● **GIVEN TEXT**:
In less than two decades, Germany's wolf population has jumped from somewhere approaching zero to numbers in the thousands, and they have a surprising ally to thank – the military. That's according to research recently published in Conservation Letters.
After being completely eradicated in the 19th century, wolves (Canis lupus) are now experiencing something of a revival, encouraged by positive public attitudes towards conservation and changes to legislation in the eighties and nineties.
Individual pups began making their way across the German-Polish border at the turn of the millennium. By 2016, numbers had climbed to include 47 packs and 21 pairs covering seven out of the country's 16 federal states.
Scientists from Lupus, the German Institute for Wolf Monitoring and Research in Spreewitz, Germany, have been monitoring their progress over the last two decades or so, and Ilka Reinhardt, a biologist there, told Science the latest estimates suggest there are currently 73 packs and 30 pairs of wolves in the country. "Twenty years ago, no one would have expected this," she said. "It shows how adaptable wolves are."

● **TASK A**:
According to the text on Germany's wolves, what do the latest estimates say about the number of wolves in the country?
● **TASK B**:
Reproduce word for word the part of the text on Germany's wolves that begins at the words "After being completely" and stops after "eighties and nineties.".
● **TASK C**:
Write what comes next in the text on Germany's wolves, picking up after its final sentence.

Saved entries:
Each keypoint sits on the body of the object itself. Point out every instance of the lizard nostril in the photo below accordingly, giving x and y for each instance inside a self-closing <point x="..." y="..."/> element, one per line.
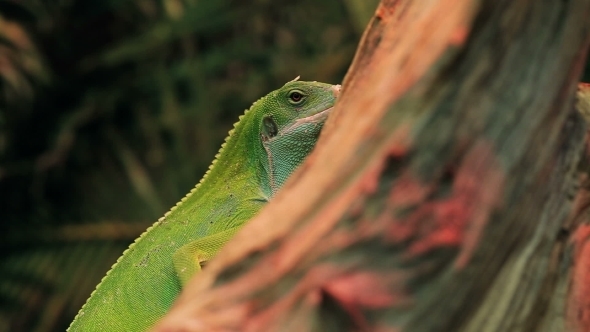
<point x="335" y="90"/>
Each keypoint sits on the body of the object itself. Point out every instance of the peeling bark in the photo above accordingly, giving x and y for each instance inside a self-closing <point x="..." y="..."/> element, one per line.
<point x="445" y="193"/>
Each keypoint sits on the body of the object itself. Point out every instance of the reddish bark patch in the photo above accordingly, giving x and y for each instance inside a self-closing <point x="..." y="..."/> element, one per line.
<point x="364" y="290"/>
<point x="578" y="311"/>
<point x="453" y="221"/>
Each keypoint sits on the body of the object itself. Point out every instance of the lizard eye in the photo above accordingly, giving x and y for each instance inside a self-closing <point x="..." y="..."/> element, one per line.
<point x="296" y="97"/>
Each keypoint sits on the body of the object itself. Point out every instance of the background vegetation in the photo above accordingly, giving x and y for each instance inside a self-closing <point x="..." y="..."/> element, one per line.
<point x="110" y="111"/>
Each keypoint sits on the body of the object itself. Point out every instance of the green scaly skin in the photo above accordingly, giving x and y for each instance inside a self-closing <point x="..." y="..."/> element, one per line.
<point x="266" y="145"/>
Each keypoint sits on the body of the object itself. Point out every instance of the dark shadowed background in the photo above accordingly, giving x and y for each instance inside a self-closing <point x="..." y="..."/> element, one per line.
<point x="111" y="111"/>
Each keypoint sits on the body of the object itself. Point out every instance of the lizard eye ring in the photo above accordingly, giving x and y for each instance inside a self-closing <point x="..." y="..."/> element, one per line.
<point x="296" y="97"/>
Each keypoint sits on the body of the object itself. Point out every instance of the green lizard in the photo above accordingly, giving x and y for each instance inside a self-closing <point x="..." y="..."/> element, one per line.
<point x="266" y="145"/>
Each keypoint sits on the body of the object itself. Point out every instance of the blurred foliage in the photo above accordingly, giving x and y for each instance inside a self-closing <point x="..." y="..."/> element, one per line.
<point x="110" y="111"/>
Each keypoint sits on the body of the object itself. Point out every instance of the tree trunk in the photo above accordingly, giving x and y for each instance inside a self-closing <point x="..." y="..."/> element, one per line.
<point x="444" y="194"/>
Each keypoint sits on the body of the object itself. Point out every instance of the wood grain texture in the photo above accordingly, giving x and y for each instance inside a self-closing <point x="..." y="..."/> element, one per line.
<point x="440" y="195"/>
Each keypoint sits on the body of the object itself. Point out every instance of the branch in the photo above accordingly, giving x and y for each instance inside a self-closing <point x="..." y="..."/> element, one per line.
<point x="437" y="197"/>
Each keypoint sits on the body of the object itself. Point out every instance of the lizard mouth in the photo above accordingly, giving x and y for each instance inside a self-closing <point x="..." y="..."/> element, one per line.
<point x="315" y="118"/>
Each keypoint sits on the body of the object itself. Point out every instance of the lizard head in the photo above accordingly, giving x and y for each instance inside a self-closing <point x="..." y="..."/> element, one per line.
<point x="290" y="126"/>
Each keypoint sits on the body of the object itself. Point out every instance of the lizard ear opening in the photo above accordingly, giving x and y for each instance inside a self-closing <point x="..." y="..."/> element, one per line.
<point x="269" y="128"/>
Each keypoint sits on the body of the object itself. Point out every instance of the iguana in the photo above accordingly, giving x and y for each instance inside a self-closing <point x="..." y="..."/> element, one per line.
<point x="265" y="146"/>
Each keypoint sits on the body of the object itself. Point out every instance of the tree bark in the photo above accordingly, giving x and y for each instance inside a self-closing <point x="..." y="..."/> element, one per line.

● **RESPONSE BOX A**:
There are currently 73 packs and 30 pairs of wolves in Germany.

● **RESPONSE BOX B**:
After being completely eradicated in the 19th century, wolves (Canis lupus) are now experiencing something of a revival, encouraged by positive public attitudes towards conservation and changes to legislation in the eighties and nineties.

● **RESPONSE BOX C**:
If research conducted by Reinhardt and colleagues is anything to go by, part of that progress has been aided by the German military.
The team calculated wolf population growth between 2000 and 2015/16, tracked wolf mortality rates over that same time period, and collected information on wolf territory types, categorized as either "protected area", "military training area", or "other".
The study shows an exponential growth in population numbers, which increased (on average) 36 percent year-on-year. But perhaps even more surprisingly, 16 out of a total 79 territory establishments occurred in military training areas, compared to a relatively meager nine that took place in protected areas. The remaining 54 were on land described as "other".
Interestingly, 13 out of 21 (or 62 percent) military training areas 30 square kilometers (11.5 square miles) or more were occupied by wolves during that time, compared to just eight out of 55 (or 14 percent) protected areas of that size. So, what is going on?
The researchers found little evidence to suggest it had to do with differences between the two types of territory – in terms of forest cover and road density, they were virtually the same. Instead, they suspect it has more to do with us.
Anthropogenic (aka human-caused) mortality was the prevailing cause of death in 80 percent of recorded deaths in territories, but rates in protected areas were higher than those in military training areas. Poaching, in particular, was a major cause of death in protected areas. And yet, not one incident of poaching was reported in military training areas, where there are heavy restrictions placed on hunting and other forms of human activity.
In short, and perhaps unsurprisingly, wolves prefer areas with less interference from people.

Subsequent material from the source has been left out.